### Source document
▼

Making of “Douro Valley”

For the first making-of feature of 2020, I’m very happy to present eleven’s “Douro Valley” project behind the scenes! eleven is a young London based studio founded by Aneta Gesiorska and Joana Maduro, and this is their studio’s inception work. Lots of good stuff in this one, which also serves as a field guide! Enjoy.

About eleven visualization

Eleven is a young London based visualization studio with their primary focus on architecture, interior and furniture design, and interest in the newest of AR and VR solutions.

We are both very excited about the opportunity to share with the community a project that proved to be truly important to us. We’ve been following Ronen’s blog for as long as we remember, and having our work featured here is a big stepping stone for us.

We hope that anyone who reads through our Douro Valley story will find a spark of motivation here. And for the times you will find yourselves asking:

“Do I comfortably stay where I am, or do I take a leap of faith and try something new, exciting, and slightly scary.”

You’ll eventually find this extra push that we found when working on this project.

Introduction to the “Douro Valley” Project

The project in Douro Valley will always stay in our minds as something very sentimental and groundbreaking at that time. Not because of the outcome but because of our journey throughout the whole process.

The thought of working on a personal project together had been on our mind for quite a while. We were only waiting for something special to come up. When the initial meeting with OODA architects happened in Portugal, we did not doubt that this is going to be it.

The landscape was breathtaking, designed effortless, and with open-minded architects.

We couldn’t ask for more!

We knew this could be our ticket to start managing our work as a standalone studio.

Was it worth to pause our lives for two months and focus on something that we found genuinely inspiring? We were about to find out!

The most amazing part of doing this job was that we had the freedom to do whatever we want; however, we want.

Every artist out there knows that nothing feels better than the lack of constraints. So we decided to do it all. Stills, Cinemagraphs, Animations, and Drone Tracking.

Did we know how to do at least half of it? Not really, but that’s why we needed to try.

The goal was to use this opportunity to create material for a thoughtful online portfolio of who we are and what we aspire to as artists and eventually as ‘eleven.’

The Design of Hotel and Winey on Douro Valley

The architecture that needed to be portrayed was one of OODA’s design proposals to a ‘Hotel and Winery on Douro Valley’ competition.

For those not familiar with the region, Douro Valley is a UNESCO-listed site in central-northern Portugal, best known for its picturesque hilly landscape and for being one of the oldest wine regions in the world (the white port here is to die for!). The new complex was meant to be located at the site of an existing hotel in Quinta de Santo Antonio with the proposed design to replace the old structure.

▲

### Given exercise
Write out, word for word, everything in the Douro Valley making-of feature from "Was it worth" down to "and Drone Tracking.".

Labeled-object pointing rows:
▼

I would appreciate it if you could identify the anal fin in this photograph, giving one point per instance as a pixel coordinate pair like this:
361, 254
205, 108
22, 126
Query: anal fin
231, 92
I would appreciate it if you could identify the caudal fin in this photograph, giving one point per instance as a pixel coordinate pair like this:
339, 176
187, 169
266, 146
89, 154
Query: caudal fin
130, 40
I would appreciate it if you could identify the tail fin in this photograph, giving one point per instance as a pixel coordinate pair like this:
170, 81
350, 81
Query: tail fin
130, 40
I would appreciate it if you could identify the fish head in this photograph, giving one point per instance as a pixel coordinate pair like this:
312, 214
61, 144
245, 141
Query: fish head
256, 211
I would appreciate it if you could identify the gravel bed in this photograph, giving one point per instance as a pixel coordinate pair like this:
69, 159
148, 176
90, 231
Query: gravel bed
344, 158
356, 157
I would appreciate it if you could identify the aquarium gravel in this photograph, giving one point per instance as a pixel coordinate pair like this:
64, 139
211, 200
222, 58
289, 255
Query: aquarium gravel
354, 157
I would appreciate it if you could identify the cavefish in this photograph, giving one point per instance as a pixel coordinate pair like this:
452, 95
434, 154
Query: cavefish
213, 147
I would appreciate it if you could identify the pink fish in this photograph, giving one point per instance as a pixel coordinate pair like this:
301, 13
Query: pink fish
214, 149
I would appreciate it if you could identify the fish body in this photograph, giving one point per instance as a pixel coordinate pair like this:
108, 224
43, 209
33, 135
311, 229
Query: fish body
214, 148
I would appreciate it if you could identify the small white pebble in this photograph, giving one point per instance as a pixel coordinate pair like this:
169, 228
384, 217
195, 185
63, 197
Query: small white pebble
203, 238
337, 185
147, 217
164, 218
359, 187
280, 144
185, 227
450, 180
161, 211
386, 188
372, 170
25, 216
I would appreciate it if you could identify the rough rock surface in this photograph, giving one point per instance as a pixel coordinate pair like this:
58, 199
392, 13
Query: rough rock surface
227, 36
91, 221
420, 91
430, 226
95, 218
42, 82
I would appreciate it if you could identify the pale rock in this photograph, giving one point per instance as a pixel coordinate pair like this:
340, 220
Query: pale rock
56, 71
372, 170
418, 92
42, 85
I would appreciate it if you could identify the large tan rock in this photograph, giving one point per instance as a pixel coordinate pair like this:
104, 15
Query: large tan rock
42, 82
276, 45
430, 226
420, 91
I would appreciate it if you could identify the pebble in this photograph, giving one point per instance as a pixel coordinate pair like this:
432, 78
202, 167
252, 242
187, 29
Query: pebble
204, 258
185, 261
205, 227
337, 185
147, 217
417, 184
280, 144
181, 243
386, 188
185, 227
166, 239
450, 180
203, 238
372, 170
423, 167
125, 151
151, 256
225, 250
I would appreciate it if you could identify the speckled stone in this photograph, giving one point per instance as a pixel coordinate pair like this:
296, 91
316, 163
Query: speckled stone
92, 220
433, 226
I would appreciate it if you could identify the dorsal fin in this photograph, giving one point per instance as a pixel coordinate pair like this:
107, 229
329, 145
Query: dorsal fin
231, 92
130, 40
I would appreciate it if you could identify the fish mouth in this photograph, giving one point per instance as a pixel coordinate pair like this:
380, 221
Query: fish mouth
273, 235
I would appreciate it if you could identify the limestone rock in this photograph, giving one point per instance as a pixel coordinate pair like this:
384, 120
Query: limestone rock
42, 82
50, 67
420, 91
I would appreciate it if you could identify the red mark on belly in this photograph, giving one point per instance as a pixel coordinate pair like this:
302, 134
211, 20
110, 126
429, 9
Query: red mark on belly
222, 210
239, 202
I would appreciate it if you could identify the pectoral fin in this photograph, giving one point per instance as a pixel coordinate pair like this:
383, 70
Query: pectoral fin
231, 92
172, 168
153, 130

▲

### Result for this exercise
Was it worth to pause our lives for two months and focus on something that we found genuinely inspiring? We were about to find out!

The most amazing part of doing this job was that we had the freedom to do whatever we want; however, we want.

Every artist out there knows that nothing feels better than the lack of constraints. So we decided to do it all. Stills, Cinemagraphs, Animations, and Drone Tracking.